- **ARTICLE**:
[START]

DKN Roundtable Review: ‘Dark Nights: Metal’ Issue 3

Welcome to DKN Roundtable where the staff gives commentary and opinions about the latest Batman news. Here, we look at the latest issue of the Bat-centric DC Comics event comic Dark Nights: Metal #3. On the panel are DKN writers Eric LeeRyan Lower, Steve J Ray, and Kevin Gallagher.

Warning: Major Spoilers Ahead!

Overall impressions?

Steve: I NEED TO SEE THE PLASTIC MAN BOMB GO OFF!

Eric: I am curious of what the Plastic Man bomb actually does too…

Kevin: This felt like the weakest of the three main issues so far, but still a fine addition.

Ryan: I predicted after issue #1, it was going to get to the point this issue did. i.e. way too out there and too much for me. I hope stuff connects and snaps together like “ah ha!” instead of me working hard to make it all come together.

Do you think the tie-ins feel absolutely essential to understanding the plot of the comic, if any at all?

Kevin: Yeah, if you’re reading the crossovers (like I am), it makes the issue drag a bit.

Eric: I only read the Dark Nights one-shots, so I am not up to date on what Green Arrow or the Teen Titans were doing.

Nightwing recounts what happened in the ‘Metal’ tie-ins

Steve: They add some detail, but aren’t essential reading, unless you’re an OCD completist like me.

Kevin: I think [they add more plot]. With Gotham Resistance, each issue helped build upon what’s happening in Gotham, while the Dark Nights one-shots are exploring the evil Batmen.

Eric: Would you recommend reading them?

Kevin: [Dark Nights] One-shots I think are a must. The other tie-ins I think are optional. The major developments were basically recapped in Metal #3.

Ryan: I’m counting down to the Batman Who Laughs one-shot

Any thoughts on the use of music in this issue? Apparently, music can transverse across the multiverse.

Kevin: I LOVED how they incorporated nods to classic Batman and Superman themes. But, yes, for the actual story, it’s a neat concept… The Dark Multiverse is DC’s Upside Down.

Eric: I am enjoying how often Scott Snyder is sneaking in references from the Batman 1966 show.

Steve: Yes! When reading I often have the Elfman or Williams soundtracks on as background music, or some rock.

Eric: Hm..I don’t typically do that for my comic reading. Perhaps I need to start.

KevinNor do I. But I’m excited about the six track soundtrack.

Eric: And it will be done by Tyler Bates, who did the music for Guardians of the Galaxy!

Kevin: Yeah, it doesn’t get better than that in my opinon. I’ll reread each issue with each track for that reason.

Damian Wayne and Jon Kent Sing the ‘Batman’ Theme Song

Ryan: His “na, na, na, na” explanation was a bit of a stretch. I thought in the end it was to get us fans going gaga because it was ’66 Batman, but it was a long explanation to get us there.

[END]

- **MATERIAL SHOWN**:
[START]

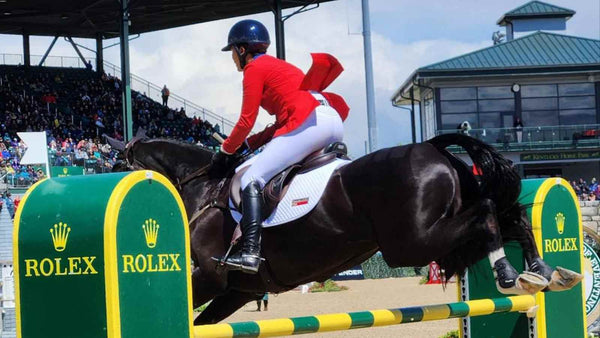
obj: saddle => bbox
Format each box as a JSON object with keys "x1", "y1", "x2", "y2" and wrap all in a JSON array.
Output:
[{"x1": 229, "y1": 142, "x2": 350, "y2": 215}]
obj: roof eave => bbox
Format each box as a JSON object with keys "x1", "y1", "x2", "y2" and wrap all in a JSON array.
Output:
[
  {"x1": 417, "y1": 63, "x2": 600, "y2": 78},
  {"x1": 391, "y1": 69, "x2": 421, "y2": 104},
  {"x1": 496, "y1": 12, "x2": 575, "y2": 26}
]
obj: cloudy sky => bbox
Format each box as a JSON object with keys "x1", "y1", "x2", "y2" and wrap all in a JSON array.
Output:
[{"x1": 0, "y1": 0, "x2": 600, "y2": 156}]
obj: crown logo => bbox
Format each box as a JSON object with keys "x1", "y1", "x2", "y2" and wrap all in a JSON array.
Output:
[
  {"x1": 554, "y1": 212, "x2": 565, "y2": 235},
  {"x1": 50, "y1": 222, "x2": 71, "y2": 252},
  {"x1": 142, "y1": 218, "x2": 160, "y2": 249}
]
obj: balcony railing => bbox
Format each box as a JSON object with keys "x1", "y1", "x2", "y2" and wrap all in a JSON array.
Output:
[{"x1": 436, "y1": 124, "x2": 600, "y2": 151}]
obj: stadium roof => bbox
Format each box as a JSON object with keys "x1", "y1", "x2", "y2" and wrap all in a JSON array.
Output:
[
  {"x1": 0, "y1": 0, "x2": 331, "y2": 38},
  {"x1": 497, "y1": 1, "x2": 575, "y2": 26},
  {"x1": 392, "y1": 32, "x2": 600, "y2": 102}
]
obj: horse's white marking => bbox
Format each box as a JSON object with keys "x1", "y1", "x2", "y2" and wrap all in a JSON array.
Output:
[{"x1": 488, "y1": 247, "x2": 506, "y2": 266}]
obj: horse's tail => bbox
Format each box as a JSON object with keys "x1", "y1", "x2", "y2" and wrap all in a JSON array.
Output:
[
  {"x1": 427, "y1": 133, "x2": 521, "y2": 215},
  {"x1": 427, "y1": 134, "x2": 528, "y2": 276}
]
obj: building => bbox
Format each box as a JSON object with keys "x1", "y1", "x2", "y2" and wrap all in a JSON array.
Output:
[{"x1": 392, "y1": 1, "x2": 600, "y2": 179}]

[END]
[START]

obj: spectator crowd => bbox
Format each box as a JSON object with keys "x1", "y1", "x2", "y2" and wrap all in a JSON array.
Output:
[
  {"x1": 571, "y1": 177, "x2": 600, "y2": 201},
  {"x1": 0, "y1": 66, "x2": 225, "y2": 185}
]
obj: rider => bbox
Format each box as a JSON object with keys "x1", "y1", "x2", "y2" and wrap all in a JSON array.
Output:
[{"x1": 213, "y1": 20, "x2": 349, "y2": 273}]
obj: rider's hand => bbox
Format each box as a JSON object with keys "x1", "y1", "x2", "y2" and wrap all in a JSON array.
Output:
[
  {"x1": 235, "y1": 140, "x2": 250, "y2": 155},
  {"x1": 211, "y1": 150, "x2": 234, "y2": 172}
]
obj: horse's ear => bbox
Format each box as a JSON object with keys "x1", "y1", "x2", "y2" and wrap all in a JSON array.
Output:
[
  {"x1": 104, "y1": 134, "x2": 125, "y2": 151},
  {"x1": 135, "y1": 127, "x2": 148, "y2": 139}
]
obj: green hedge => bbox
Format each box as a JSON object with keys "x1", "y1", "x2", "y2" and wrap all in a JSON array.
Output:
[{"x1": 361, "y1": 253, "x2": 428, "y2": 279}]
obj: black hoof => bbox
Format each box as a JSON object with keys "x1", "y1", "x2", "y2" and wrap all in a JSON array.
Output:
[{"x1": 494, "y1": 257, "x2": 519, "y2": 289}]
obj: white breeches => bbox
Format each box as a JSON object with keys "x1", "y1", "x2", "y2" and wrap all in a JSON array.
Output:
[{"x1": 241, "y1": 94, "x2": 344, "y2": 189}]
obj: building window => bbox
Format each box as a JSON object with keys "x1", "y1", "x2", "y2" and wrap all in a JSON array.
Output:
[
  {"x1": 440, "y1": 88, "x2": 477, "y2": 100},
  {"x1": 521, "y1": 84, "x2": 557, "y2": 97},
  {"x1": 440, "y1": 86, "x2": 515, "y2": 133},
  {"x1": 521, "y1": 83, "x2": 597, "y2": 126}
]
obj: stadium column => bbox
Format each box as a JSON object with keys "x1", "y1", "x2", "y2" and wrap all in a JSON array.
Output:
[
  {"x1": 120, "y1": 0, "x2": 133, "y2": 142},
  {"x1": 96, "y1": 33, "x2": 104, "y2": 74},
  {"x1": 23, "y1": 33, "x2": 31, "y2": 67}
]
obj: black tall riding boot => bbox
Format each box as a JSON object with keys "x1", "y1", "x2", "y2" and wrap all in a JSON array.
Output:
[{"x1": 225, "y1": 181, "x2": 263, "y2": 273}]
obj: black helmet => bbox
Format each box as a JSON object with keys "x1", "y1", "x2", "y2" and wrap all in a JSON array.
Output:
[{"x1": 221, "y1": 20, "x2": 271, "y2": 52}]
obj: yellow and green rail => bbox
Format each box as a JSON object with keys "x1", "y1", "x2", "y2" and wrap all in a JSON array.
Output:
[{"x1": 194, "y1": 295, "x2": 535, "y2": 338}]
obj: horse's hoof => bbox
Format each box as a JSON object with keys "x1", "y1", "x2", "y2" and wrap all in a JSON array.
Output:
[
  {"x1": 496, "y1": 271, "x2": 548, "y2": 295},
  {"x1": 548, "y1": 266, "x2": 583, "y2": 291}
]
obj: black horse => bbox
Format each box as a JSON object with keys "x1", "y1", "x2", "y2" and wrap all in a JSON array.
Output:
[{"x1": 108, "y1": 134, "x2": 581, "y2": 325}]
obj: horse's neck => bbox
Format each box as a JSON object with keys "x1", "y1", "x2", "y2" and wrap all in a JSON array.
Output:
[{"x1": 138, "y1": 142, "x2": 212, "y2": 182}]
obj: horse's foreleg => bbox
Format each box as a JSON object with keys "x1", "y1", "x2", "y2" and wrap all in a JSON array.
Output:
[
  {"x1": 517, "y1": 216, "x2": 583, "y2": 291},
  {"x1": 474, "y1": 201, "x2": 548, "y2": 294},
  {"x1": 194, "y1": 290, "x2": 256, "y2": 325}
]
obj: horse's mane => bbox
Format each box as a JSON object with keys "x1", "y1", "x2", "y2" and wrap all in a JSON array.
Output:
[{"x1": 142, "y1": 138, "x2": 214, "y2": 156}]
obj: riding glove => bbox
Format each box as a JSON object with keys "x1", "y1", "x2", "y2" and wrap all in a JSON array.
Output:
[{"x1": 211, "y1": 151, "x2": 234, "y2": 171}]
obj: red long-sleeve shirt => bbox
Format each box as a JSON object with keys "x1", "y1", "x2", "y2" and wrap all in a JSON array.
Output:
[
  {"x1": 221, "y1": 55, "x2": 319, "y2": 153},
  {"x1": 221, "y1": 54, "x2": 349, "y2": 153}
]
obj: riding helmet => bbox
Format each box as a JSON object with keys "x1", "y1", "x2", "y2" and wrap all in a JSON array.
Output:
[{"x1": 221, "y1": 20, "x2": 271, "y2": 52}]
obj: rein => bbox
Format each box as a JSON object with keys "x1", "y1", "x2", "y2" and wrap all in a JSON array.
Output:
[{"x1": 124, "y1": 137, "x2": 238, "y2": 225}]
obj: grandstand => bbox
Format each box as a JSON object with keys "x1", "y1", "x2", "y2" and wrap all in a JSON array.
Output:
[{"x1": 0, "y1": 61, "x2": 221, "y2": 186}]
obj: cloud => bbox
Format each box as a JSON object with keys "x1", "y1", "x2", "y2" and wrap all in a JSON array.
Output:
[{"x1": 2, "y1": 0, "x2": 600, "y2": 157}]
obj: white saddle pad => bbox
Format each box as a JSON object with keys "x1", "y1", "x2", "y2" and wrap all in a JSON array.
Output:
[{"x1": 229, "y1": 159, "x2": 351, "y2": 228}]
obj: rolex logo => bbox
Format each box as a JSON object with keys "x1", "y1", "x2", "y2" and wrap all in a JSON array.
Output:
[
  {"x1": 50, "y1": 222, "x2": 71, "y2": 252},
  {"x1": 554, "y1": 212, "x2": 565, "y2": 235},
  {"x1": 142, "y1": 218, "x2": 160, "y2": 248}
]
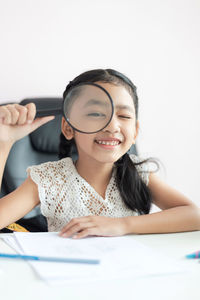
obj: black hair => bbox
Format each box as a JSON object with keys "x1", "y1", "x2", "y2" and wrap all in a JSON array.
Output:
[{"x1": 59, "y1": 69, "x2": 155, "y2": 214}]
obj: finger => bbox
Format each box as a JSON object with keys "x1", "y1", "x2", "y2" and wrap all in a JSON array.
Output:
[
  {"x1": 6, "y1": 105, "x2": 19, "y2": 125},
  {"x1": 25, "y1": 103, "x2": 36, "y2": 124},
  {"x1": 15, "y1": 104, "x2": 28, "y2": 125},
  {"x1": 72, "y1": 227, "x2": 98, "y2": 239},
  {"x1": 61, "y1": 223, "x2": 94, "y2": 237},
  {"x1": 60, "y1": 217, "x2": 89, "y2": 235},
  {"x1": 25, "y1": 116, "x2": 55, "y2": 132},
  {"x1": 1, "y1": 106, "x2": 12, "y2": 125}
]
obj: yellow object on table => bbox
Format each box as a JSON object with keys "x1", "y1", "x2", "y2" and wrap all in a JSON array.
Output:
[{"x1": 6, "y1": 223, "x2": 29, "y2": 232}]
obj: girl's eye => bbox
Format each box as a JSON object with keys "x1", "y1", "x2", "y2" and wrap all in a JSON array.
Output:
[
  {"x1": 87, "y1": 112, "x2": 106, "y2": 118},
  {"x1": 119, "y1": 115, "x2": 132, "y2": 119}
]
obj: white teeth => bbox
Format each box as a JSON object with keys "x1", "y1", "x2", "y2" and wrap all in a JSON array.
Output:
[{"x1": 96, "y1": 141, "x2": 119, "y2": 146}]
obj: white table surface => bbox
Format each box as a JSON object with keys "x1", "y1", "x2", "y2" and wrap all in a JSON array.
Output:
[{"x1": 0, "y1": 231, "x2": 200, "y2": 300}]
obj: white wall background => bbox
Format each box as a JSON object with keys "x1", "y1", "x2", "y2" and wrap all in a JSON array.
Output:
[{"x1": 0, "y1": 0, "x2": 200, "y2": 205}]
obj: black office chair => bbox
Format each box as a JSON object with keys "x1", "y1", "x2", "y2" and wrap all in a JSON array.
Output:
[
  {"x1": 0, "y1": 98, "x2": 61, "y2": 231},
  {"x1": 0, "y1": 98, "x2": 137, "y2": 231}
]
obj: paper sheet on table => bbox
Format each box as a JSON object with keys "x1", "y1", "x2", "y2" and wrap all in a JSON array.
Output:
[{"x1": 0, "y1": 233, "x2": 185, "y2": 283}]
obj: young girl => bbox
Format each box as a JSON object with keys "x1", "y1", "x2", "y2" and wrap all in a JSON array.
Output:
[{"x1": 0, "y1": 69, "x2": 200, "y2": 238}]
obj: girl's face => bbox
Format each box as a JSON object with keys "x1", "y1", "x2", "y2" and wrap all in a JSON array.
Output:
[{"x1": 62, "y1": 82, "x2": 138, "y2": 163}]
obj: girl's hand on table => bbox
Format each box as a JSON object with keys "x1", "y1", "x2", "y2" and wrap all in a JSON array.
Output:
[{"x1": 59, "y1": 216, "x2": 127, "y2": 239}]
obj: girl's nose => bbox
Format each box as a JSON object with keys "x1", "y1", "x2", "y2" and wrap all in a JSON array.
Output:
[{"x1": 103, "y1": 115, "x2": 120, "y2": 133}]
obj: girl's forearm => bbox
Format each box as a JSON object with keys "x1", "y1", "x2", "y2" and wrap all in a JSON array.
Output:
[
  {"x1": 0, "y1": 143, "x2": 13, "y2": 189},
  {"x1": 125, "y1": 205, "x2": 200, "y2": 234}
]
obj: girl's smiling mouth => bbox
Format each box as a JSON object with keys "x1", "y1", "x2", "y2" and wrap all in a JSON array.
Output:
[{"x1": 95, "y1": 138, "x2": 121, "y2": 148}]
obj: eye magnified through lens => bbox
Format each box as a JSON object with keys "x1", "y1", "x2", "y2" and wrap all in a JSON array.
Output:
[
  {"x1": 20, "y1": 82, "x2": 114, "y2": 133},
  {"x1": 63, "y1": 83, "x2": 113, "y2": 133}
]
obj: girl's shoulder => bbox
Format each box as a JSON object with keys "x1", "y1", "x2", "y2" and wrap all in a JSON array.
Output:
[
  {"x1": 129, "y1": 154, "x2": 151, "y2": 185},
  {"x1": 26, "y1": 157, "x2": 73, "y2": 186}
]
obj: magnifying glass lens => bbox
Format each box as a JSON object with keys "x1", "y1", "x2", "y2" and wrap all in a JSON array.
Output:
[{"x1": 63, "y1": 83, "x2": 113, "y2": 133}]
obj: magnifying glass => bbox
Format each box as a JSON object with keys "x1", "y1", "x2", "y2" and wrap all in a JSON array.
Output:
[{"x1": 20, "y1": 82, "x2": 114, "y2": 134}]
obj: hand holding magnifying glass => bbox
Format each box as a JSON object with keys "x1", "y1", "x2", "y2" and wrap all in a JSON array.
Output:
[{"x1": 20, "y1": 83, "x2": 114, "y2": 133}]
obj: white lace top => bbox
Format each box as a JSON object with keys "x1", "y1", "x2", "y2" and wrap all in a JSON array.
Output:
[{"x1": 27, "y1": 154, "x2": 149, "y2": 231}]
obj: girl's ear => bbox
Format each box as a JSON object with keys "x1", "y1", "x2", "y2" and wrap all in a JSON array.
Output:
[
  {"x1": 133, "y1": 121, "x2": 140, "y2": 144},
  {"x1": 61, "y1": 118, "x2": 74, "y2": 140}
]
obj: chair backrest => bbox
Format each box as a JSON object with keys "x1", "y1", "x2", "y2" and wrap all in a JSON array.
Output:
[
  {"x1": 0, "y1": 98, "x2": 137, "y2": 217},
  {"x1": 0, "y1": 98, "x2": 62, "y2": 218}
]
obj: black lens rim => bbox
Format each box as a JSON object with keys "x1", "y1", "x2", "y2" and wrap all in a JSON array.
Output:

[END]
[START]

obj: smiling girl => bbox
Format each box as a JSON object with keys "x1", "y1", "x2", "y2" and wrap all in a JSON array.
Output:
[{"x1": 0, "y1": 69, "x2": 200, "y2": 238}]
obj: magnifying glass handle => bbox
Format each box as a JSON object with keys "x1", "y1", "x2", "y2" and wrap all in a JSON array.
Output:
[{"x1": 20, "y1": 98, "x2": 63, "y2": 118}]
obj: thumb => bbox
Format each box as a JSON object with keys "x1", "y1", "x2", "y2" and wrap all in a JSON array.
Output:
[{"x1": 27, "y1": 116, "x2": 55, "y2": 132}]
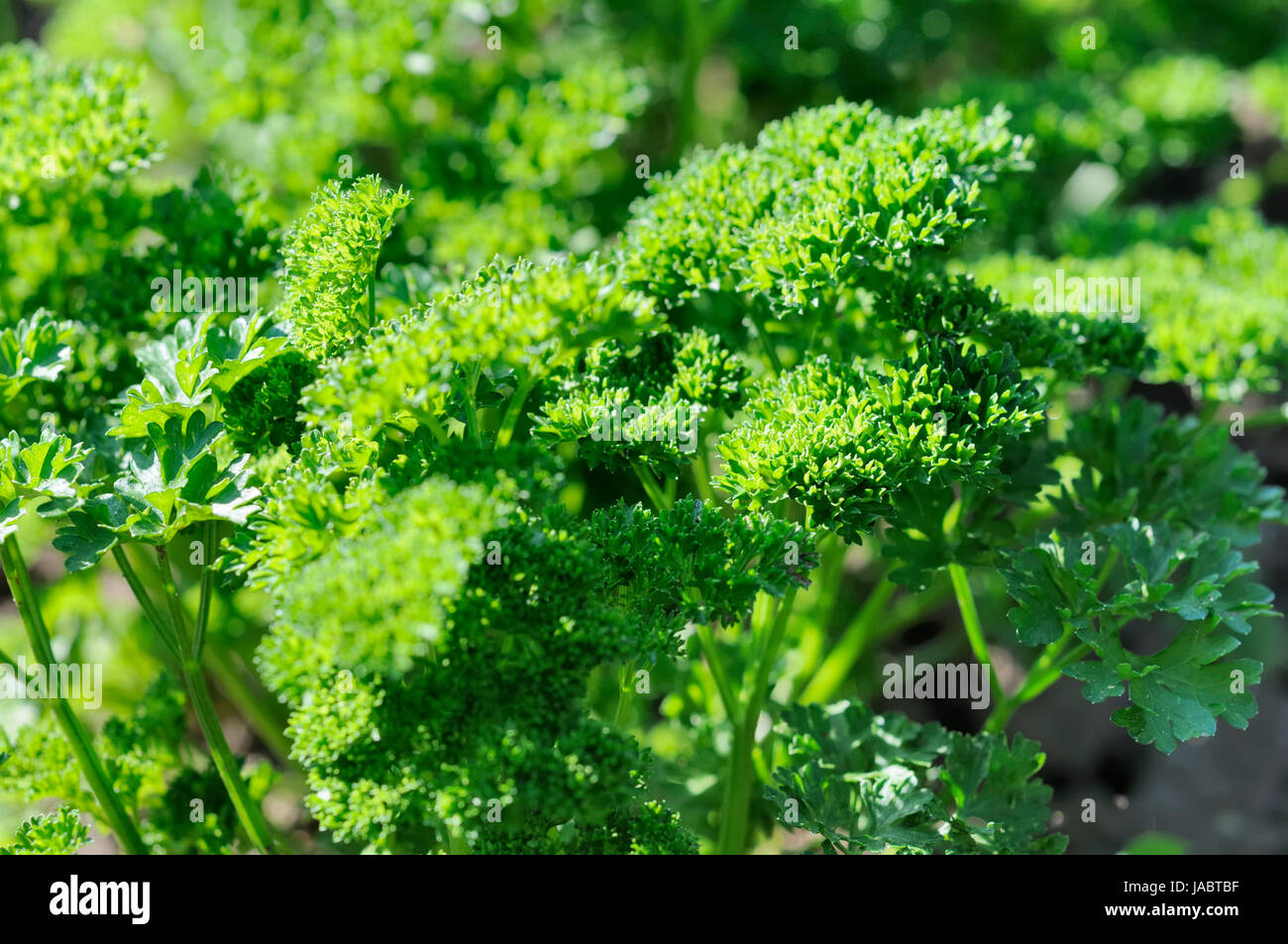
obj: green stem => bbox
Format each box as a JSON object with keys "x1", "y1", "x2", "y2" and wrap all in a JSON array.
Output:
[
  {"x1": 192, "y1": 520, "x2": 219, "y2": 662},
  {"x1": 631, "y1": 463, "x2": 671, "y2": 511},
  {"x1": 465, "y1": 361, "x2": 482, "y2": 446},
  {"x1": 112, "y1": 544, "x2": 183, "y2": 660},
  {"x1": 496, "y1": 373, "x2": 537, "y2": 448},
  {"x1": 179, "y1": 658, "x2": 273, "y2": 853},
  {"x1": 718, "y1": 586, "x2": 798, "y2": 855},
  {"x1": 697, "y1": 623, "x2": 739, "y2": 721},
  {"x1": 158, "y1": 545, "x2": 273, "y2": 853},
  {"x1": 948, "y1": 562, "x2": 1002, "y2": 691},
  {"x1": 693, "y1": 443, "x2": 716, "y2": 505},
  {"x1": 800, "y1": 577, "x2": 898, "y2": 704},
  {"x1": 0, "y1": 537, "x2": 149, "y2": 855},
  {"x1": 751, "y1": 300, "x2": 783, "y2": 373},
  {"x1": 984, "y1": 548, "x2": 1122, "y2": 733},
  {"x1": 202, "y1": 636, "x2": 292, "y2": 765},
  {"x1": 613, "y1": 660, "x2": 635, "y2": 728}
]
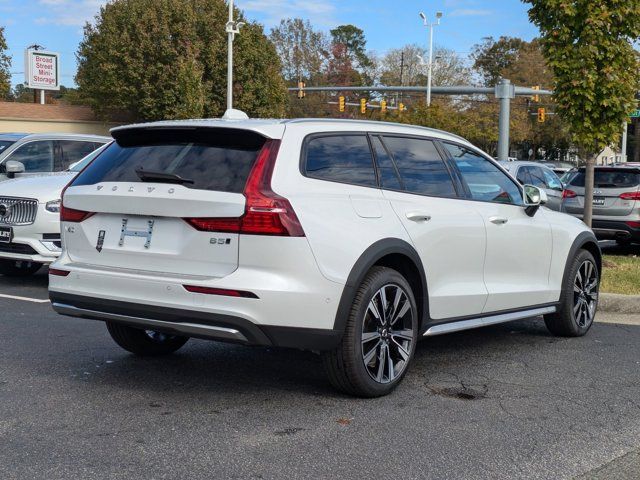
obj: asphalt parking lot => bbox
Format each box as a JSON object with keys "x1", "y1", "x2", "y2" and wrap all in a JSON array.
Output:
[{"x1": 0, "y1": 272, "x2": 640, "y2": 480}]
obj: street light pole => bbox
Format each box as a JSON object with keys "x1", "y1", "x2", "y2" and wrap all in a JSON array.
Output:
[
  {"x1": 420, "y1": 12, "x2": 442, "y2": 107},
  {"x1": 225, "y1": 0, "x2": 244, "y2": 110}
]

[END]

- **EXERCISES TO COMPLETE**:
(A) Reproduce the part of the roundtable review that runs from "Kevin: I LOVED how" to "need to start.".
(B) Keep the roundtable review of Dark Nights: Metal #3 going from the point where it stops.
The items are separate from the roundtable review and have nothing to do with it.

- **RESULTS BY TASK**:
(A)
Kevin: I LOVED how they incorporated nods to classic Batman and Superman themes. But, yes, for the actual story, it’s a neat concept… The Dark Multiverse is DC’s Upside Down.

Eric: I am enjoying how often Scott Snyder is sneaking in references from the Batman 1966 show.

Steve: Yes! When reading I often have the Elfman or Williams soundtracks on as background music, or some rock.

Eric: Hm..I don’t typically do that for my comic reading. Perhaps I need to start.

(B)
Kevin: I have no doubt that Capullo is listening to some INTERESTING songs while drawing these pages.

Eric: I assume it is made up of Led Zeppelin and Ozzy Osborne.

What are your impressions of the Dark Batmen and their origins?

Kevin: The Murder Machine and the Dawn Breaker capture why Bruce went evil perfectly. Save for the Red Death-which has been my least favorite so far-[the one shots have] been top notch.

Steve: The one-shots are pretty great… and pretty disturbing at times. Some of the evil Batmen’s origins are DARK.

Kevin: Loved The Dawn Breaker’s origin. Also the Murder Machine’s… [I] can’t decide which I enjoyed more.

Ryan: My favorite is the [Dawn Breaker], some of that was [Ethan] van Sciver’s art, which is always worth drooling over.

The Dawn Breaker

Steve: They’re believable depictions as to why Bruce went nuts. I can buy the logic in all of them.

Kevin: …Save for the Red Death—I still don’t grasp his motivation.

Eric: To me, I actually like the Red Death one’s the most.

Kevin: WHAT?

Eric: It is that version of Batman who compulsively needs to be everywhere and be in control. It is similar motivation to when he built Brother Eye and OMAC in Infinite Crisis.

Steve: [That is] the Cyborg version.

(R to L): The Red Death, The Murder Machine

Eric: It is both. I also liked the idea of converting the Tim Burton Batmobile to a cosmic treadmill with the Flash strapped to it ala Mad Max.

Kevin: Batman straight up is willing to murder the Flash—I don’t buy it.

Eric: I will say that any origin is a stretch when it comes to the part where Batman starts murdering his Justice League cohorts… but that is a suspension of disbelief I am willing to hold for this kind of story.

Kevin: Even the Dawn Breaker doesn’t sit well with me, but I can understand an emotional kid going off the hinges with unlimited power.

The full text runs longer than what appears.